## TASK BRIEF
Set down word for word the part of the Taylor Swift article starting with "Swift had a" and going on through "Award from GLAAD.".

## TEXT EXCERPT

- Opening Delimiter -

Taylor Swift says Dixie Chicks controversy made her resistant to getting political: 'You're always one comment away from being done'
Taylor Swift’s reputation has been a topic of conversation since her 2017 album titled just that. But the massively famous singer-songwriter had only started altering her influence in the fall of 2018 when she spoke out about her political beliefs for the first time, despite fearing that it would tarnish her career.
The 30-year-old spoke to Variety about her decision to publicly endorse Democrat Phil Bredesen in Tennessee’s Senate race during the 2018 midterm election, plunging her into the political conversation and leaving her vulnerable to a divisive fan base. And although there were various outcomes considered before Swift posted to social media, the one that made her most fearful was the example set by the Dixie Chicks.
“I saw how one comment ended such a powerful reign, and it terrified me,” Swift told the magazine about Natalie Maines’s 2003 comments against then-President George W. Bush —which forced the top-selling female group into exile. “These days, with social media, people can be so mad about something one day and then forget what they were mad about a couple weeks later. That’s fake outrage. But what happened to the Dixie Chicks was real outrage. I registered it — that you’re always one comment away from being done being able to make music.”
Maines’s statement came during a European promo show where she announced the group’s anti-war stance and said that they were all “ashamed that the President of the United States is from Texas.” The statement was met with applause from the British audience, but it ultimately isolated them from their fan base at home — leading to boycotts of their U.S. shows and bans from country radio.
Despite that history, and her team’s attempt to dissuade her from the endorsement, Swift decided that it was a matter of speaking up for the sake of human rights.
“This was a situation where, from a humanity perspective, and from what my moral compass was telling me I needed to do, I knew I was right, and I really didn’t care about repercussions,” she said. “My dad is terrified of threats against my safety and my life, and he has to see how many stalkers we deal with on a daily basis, and know that this is his kid. It’s where he comes from.”
Swift had a similar stance when it came to her hit single “You Need to Calm Down,” which has been deemed an anthem for LGBTQ rights and landed her as the recipient of a Vanguard Award from GLAAD.
“To celebrate but not advocate felt wrong for me,” she told Variety of her alignment with the LGBTQ community. “Using my voice to try to advocate was the only choice to make. Because I’ve talked about equality and sung about it in songs like ‘Welcome to New York,’ but we are at a point where human rights are being violated. When you’re saying that certain people can be kicked out of a restaurant because of who they love or how they identify, and these are actual policies that certain politicians vocally stand behind, and they disguise them as family values, that is sinister. So, so dark.”
Using her “extreme privilege” to speak up about these existing beliefs is something that’s evidently become important to Swift as she’s gotten older and experienced her own challenges, after admittedly staying quiet about them earlier in her career. Namely, the 2017 sexual assault trial that she went through against a DJ who groped her. However, the singer also opened up to the publication about a current battle that she’s facing with her family, which is her mother’s health, and how it’s helped to put everything into perspective.
Swift first revealed that her mother, Andrea Swift, had breast cancer in 2015, but opened up to Variety about the toll that it has taken on her family, especially since she started undergoing chemotherapy treatment.
“I mean, we don’t know what is going to happen,” Swift said, explaining the role of her mom’s cancer in her own decision to not do an extended tour for her latest album. “We don’t know what treatment we’re going to choose. It just was the decision to make at the time, for right now, for what’s going on.”
Still, nobody expected that the difficult journey would get even worse.
“While she was going through treatment, they found a brain tumor. And the symptoms of what a person goes through when they have a brain tumor is nothing like what we’ve ever been through with her cancer before,” Swift explained. “So it’s just been a really hard time for us as a family.”
Amidst it all, Swift maintains the understanding that it’s more important now than ever to fight her fights, in politics, in societal matters and even in issues of artists’ rights, as a person rather than a brand.
“I do think that it’s really necessary to feel like I can still communicate with people,” she said. “And as a songwriter, it’s really important to still feel human and process things in a human way. The through-line of all that is humanity, and reaching out and talking to people and having them see things that aren’t cute.”

- Closing Delimiter -

## EXTRACTED ENTRIES
- Opening Delimiter -

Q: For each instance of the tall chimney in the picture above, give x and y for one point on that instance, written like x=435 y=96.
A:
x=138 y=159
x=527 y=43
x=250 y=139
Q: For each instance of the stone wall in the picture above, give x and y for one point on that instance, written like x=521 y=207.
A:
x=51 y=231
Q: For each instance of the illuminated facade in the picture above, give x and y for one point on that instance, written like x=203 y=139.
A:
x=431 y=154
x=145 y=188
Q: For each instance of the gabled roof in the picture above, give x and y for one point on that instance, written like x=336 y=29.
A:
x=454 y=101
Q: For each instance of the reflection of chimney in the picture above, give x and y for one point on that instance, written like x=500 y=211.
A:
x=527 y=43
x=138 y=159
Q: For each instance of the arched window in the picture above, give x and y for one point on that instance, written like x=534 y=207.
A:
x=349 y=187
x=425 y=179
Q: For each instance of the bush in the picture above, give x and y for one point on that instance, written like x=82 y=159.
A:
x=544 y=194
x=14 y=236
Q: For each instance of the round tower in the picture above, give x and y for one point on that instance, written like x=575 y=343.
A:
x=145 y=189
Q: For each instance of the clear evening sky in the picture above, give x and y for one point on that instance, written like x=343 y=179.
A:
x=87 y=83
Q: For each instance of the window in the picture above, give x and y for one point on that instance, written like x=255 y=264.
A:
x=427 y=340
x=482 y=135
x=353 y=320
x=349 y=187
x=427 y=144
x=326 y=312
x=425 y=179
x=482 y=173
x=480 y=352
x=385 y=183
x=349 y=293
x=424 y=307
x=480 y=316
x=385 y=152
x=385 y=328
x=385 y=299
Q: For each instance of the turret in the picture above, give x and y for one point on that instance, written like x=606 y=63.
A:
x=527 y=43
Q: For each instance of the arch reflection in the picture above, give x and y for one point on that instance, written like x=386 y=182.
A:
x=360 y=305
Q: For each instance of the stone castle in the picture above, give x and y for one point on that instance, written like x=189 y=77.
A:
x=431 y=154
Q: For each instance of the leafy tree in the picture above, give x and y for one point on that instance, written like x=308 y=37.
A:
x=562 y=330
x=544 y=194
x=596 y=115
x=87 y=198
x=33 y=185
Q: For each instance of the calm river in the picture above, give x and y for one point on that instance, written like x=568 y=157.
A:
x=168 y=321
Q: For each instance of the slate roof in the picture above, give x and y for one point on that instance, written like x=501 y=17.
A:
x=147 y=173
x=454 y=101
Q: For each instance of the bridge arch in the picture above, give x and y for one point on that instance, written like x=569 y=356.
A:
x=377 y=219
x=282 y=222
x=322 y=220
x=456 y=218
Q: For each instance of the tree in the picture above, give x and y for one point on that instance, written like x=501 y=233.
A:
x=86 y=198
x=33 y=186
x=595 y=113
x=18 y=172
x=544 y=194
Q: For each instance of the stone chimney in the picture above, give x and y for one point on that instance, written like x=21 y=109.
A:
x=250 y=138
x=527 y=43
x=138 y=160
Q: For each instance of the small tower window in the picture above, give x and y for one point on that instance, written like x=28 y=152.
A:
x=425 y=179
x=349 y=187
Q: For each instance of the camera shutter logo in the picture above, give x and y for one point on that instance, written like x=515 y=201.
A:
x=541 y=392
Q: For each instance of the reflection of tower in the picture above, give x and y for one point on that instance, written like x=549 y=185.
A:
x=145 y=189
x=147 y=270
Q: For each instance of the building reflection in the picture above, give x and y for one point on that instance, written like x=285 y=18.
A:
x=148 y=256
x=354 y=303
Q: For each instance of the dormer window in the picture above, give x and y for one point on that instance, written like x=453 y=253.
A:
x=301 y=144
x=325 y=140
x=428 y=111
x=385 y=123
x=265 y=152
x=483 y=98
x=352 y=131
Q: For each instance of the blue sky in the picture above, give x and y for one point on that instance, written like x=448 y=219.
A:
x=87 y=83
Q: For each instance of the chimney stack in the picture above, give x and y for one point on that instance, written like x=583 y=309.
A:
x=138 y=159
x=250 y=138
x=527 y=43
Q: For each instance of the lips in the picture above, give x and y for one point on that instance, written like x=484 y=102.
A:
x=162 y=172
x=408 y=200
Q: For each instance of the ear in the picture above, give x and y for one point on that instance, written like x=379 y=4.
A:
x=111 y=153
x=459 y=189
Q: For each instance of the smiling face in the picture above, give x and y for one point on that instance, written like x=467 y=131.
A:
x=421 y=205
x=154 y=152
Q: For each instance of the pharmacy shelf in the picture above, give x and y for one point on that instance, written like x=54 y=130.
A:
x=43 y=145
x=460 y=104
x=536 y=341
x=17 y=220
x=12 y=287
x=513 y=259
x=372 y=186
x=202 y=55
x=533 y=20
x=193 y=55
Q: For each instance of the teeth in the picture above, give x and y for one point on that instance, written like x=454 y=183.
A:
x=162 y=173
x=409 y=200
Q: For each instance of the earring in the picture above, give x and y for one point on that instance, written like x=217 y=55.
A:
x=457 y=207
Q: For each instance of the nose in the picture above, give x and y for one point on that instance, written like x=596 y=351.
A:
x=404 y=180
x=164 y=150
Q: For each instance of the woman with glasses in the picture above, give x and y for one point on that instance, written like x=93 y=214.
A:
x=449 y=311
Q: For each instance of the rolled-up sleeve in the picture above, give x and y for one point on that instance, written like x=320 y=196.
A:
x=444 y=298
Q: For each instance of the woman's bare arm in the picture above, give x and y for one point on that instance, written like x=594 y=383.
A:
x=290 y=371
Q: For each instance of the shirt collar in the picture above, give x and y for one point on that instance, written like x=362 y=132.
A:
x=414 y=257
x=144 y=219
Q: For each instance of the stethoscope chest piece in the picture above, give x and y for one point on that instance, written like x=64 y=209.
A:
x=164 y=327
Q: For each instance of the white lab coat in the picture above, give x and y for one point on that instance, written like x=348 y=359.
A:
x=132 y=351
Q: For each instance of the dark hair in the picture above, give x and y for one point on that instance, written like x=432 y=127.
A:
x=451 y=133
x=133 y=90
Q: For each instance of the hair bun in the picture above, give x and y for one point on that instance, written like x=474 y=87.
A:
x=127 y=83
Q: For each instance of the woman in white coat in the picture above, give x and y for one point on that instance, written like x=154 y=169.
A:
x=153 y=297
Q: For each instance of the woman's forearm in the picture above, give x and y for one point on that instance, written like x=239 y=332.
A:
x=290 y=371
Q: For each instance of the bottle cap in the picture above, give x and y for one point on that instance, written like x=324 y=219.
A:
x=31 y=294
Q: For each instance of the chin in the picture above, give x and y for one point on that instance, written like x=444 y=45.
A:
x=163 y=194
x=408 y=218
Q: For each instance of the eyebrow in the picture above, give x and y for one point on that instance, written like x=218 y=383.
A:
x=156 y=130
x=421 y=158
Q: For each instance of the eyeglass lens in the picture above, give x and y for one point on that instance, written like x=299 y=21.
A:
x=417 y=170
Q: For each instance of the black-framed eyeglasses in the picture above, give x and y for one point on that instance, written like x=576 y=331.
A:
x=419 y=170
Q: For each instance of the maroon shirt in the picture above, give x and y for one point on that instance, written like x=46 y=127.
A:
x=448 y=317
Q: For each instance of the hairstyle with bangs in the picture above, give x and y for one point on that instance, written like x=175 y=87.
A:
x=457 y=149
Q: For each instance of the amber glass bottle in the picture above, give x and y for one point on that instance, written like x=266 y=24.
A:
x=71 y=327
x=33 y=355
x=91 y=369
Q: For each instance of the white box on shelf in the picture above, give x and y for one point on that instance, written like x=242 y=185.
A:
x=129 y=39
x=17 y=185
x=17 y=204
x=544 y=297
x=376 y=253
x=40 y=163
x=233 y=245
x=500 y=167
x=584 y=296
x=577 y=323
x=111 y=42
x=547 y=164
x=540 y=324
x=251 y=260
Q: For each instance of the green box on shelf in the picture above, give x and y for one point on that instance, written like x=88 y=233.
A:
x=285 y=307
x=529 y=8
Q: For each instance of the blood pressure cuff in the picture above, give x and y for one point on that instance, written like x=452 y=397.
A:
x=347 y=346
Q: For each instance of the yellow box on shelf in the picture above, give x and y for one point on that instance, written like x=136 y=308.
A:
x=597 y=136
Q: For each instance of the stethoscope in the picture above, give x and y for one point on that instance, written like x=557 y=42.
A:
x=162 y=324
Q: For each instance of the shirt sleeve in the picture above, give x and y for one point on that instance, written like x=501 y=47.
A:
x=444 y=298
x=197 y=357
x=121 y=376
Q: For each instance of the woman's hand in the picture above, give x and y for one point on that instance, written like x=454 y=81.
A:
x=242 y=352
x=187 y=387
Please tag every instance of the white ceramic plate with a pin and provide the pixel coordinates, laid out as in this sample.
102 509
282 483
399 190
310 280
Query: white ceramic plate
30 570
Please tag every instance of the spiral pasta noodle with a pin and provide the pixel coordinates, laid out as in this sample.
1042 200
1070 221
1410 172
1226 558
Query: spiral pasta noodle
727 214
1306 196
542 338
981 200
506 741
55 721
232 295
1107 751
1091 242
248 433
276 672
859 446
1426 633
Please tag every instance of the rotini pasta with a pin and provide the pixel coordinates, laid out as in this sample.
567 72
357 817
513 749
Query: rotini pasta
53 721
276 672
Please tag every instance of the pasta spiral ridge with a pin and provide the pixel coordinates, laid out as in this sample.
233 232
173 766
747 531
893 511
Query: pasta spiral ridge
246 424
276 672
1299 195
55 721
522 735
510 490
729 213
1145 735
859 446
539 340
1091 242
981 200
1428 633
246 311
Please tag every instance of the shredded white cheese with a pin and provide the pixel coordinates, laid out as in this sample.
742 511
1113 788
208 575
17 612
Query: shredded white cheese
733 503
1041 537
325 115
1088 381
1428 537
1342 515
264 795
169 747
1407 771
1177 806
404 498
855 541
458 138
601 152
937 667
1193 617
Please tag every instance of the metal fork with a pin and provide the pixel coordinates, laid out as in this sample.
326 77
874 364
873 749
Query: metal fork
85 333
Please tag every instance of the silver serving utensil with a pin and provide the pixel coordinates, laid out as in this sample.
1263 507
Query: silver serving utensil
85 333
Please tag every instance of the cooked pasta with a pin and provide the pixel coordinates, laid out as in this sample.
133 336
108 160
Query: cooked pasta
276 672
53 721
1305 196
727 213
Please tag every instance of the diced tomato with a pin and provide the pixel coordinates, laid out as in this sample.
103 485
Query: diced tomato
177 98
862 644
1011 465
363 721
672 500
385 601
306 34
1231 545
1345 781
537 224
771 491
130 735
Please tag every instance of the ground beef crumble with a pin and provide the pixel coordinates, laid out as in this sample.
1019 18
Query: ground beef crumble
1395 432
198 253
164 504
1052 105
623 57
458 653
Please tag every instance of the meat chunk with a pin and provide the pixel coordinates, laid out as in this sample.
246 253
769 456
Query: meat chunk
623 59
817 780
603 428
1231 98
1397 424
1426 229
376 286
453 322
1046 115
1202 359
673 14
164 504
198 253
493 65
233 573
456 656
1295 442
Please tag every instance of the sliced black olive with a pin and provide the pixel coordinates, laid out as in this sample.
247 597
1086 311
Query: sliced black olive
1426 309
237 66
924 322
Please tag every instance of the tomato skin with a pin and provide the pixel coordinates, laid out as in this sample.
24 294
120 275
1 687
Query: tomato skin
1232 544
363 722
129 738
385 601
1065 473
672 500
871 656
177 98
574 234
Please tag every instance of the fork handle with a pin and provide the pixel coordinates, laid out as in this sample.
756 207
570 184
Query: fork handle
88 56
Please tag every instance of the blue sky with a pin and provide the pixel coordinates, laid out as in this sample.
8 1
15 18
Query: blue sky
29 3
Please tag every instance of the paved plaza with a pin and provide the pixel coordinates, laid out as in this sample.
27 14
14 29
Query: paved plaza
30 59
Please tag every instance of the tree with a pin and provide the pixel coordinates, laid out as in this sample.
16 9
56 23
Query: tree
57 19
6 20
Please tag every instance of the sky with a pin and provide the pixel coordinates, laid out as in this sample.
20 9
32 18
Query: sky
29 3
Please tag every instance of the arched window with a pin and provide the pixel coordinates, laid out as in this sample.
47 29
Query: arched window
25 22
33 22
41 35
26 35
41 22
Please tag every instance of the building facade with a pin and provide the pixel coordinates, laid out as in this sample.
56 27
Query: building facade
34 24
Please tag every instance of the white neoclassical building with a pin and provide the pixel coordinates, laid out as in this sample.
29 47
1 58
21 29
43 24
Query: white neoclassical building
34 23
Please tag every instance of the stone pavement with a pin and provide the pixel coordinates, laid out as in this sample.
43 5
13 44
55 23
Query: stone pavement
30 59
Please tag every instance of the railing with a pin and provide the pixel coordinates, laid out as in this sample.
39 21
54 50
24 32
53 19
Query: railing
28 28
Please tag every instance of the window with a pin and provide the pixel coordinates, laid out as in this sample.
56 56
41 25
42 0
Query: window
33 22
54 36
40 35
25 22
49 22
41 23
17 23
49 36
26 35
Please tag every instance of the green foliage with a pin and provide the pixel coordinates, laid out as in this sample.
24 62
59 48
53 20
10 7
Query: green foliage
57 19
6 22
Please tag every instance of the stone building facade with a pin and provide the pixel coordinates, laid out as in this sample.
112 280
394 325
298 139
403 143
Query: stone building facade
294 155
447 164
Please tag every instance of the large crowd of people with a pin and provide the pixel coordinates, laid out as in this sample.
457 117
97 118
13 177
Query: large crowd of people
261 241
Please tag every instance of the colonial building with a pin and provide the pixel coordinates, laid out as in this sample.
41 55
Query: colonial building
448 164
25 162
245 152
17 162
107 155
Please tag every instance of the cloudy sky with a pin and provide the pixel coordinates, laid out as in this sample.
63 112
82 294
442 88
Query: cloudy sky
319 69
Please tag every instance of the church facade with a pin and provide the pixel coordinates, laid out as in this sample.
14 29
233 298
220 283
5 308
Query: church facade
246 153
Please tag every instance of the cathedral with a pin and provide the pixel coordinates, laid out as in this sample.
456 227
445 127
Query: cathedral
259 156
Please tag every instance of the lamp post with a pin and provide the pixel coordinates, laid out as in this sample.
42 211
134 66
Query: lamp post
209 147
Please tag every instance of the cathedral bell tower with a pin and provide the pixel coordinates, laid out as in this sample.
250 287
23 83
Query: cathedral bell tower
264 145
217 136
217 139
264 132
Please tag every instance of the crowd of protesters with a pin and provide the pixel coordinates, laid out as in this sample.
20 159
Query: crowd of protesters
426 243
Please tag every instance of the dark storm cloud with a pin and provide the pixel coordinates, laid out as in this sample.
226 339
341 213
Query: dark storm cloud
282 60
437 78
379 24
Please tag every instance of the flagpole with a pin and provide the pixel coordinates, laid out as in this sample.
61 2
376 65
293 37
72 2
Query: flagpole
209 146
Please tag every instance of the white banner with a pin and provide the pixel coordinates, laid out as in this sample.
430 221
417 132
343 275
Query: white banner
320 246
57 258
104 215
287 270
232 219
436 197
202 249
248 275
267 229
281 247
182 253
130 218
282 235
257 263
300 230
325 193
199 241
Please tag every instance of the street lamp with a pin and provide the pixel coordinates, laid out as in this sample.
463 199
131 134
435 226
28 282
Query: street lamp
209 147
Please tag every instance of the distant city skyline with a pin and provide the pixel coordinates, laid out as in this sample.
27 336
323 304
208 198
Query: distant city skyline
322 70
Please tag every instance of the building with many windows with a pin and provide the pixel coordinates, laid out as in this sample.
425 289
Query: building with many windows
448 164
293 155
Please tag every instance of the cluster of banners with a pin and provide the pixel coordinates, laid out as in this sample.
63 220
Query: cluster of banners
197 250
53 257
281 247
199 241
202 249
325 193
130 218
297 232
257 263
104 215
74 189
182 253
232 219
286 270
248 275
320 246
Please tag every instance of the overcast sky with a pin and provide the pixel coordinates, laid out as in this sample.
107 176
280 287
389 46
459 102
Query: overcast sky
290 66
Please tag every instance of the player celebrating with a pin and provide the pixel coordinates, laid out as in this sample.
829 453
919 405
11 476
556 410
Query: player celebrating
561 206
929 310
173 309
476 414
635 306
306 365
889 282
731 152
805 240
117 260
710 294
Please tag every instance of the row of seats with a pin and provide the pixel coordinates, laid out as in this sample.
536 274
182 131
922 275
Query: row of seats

- Closing Delimiter -

## TASK SOLUTION
Swift had a similar stance when it came to her hit single “You Need to Calm Down,” which has been deemed an anthem for LGBTQ rights and landed her as the recipient of a Vanguard Award from GLAAD.